#### ÉNONCÉ DE LA TÂCHE:
Dans le passage sur le transfert d'un demandeur d'asile vers la Suisse, recopiez à l'identique le texte allant de « Le rapport de » à « de cet arrêté. ».

#### PASSAGE RETENU:
•••
La présidente de la formation de jugement a dispensé le rapporteur public, sur sa proposition, de prononcer des conclusions à l'audience.

Les parties ont été régulièrement averties du jour de l'audience.

Le rapport de Mme Dominique Bureau, première conseillère, a été entendu au cours de l'audience publique.

Considérant ce qui suit :

1. M. A..., ressortissant éthiopien né le 15 mai 1992, est entré en France le 25 août 2018, selon ses déclarations, et a présenté une demande d'asile auprès du guichet unique de la préfecture de la Seine-Maritime. La consultation du système " Eurodac " a révélé qu'il avait été enregistré comme demandeur d'asile en Suisse le 4 septembre 2015. Les autorités de cet Etat ayant donné, le 26 septembre 2018, leur accord exprès en vue de la reprise en charge de l'intéressé, la préfète de la Seine-Maritime, par un arrêté du 28 novembre 2018, a prononcé son transfert vers la Suisse. M. A... fait appel du jugement du 2 janvier 2019 par lequel le magistrat désigné par le président du tribunal administratif de Rouen a rejeté sa demande en annulation de cet arrêté.

Sur les moyens tirés de la méconnaissance des dispositions du paragraphe 5 de l'article 5 et du paragraphe 3 de l'article 35 du règlement (UE) n° 604/2013 du 26 juin 2013, et du paragraphe 4 de l'article 5 de la directive du Parlement européen et du Conseil du 26 juin 2013 :

2. En premier lieu, l'article 35 du règlement (UE) n° 604/2013 du 26 juin 2013 établissant les critères et mécanismes de détermination de l'État membre responsable de l'examen d'une demande de protection internationale introduite dans l'un des États membres par un ressortissant de pays tiers ou un apatride prévoit, en son paragraphe 1, que les Etats membres veillent à ce que les autorités chargées de l'exécution des obligations de ce règlement disposent des ressources nécessaires pour l'accomplissement de leur mission et, en son paragraphe 3, que ces autorités reçoivent la formation nécessaire en ce qui concerne l'application du règlement. Ces dispositions sont relatives aux modalités de coopération entre les Etats et n'ont pas pour objet, ni pour effet, de créer au profit des demandeurs de protection internationale un droit dont ils seraient susceptibles de se prévaloir à l'encontre de l'administration. Le moyen tiré de la méconnaissance de l'article 35 du règlement (UE) n° 604/2013 doit donc être écarté.

3. En second lieu, il résulte des paragraphes 2 et 4 de la directive 2013/32/UE du Parlement européen et du Conseil du 26 juin 2013 relative à des procédures communes pour l'octroi et le retrait de la protection internationale que, lorsqu'une autorité distincte est désignée pour " traiter les cas en vertu du règlement (UE) n° 604/2013 ", les " États membres veillent à ce que le personnel de cette autorité dispose des connaissances appropriées ou reçoive la formation nécessaire pour remplir ses obligations lors de la mise en oeuvre de la présente directive ". L'article R. 742-1 du code de l'entrée et du séjour des étrangers et du droit d'asile désigne le préfet de département et, à Paris, le préfet de police en tant qu'autorité compétente, en particulier, pour procéder à la détermination de l'Etat responsable de l'examen d'une demande d'asile et prononcer une mesure de transfert en application de l'article L. 742-3 de ce code. Le même article prévoit la possibilité pour le ministre de l'intérieur et le ministre chargé de l'asile de donner par arrêté conjoint, compétence à un préfet de département et, à Paris, au préfet de police pour exercer ces missions dans plusieurs départements.
•••
#### EXTRAIT DES DONNÉES:
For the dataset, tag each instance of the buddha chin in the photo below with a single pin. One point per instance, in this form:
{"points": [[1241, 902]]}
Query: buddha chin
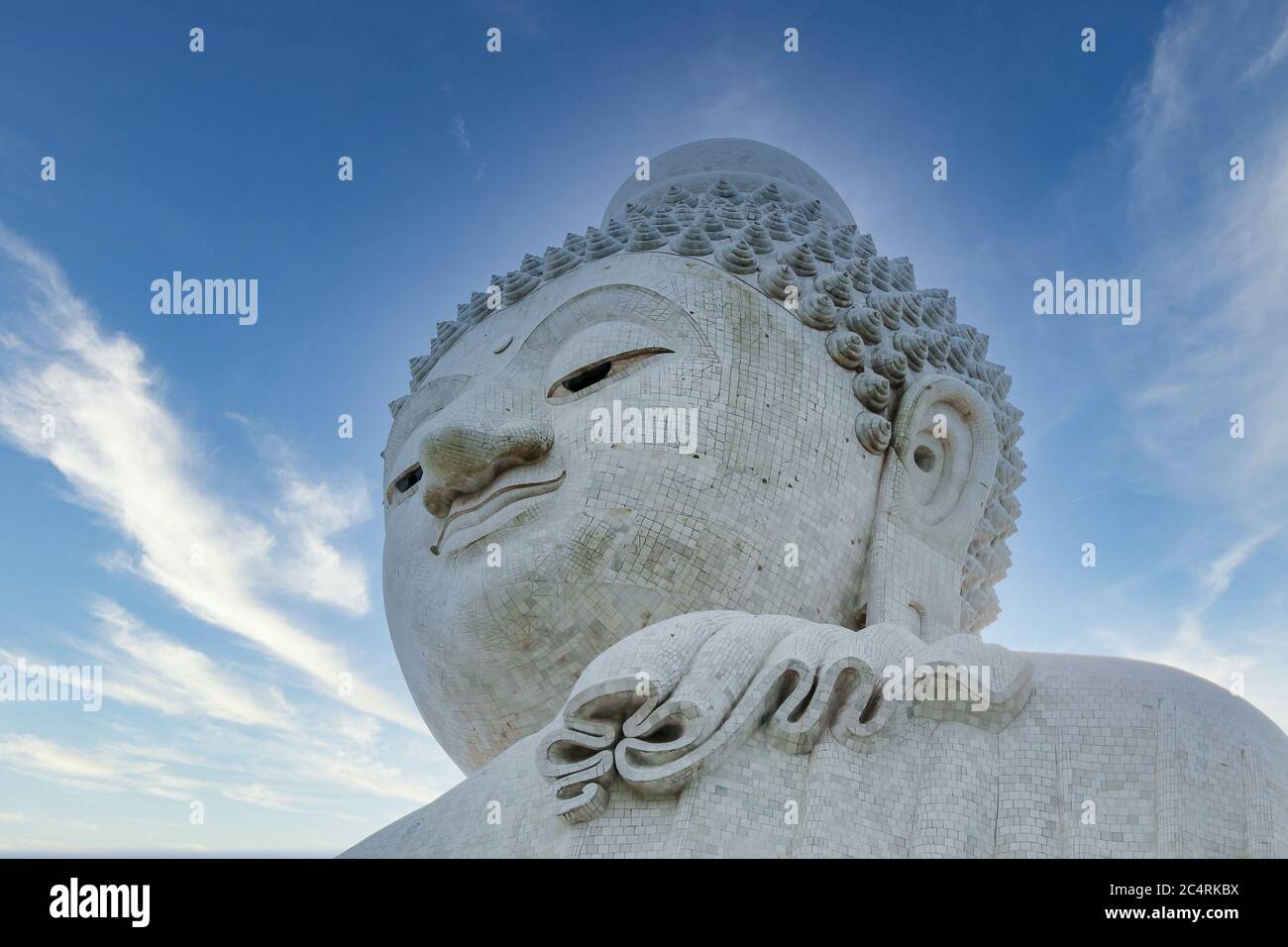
{"points": [[550, 543], [745, 617]]}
•••
#### RÉPONSE ATTENDUE:
Le rapport de Mme Dominique Bureau, première conseillère, a été entendu au cours de l'audience publique.

Considérant ce qui suit :

1. M. A..., ressortissant éthiopien né le 15 mai 1992, est entré en France le 25 août 2018, selon ses déclarations, et a présenté une demande d'asile auprès du guichet unique de la préfecture de la Seine-Maritime. La consultation du système " Eurodac " a révélé qu'il avait été enregistré comme demandeur d'asile en Suisse le 4 septembre 2015. Les autorités de cet Etat ayant donné, le 26 septembre 2018, leur accord exprès en vue de la reprise en charge de l'intéressé, la préfète de la Seine-Maritime, par un arrêté du 28 novembre 2018, a prononcé son transfert vers la Suisse. M. A... fait appel du jugement du 2 janvier 2019 par lequel le magistrat désigné par le président du tribunal administratif de Rouen a rejeté sa demande en annulation de cet arrêté.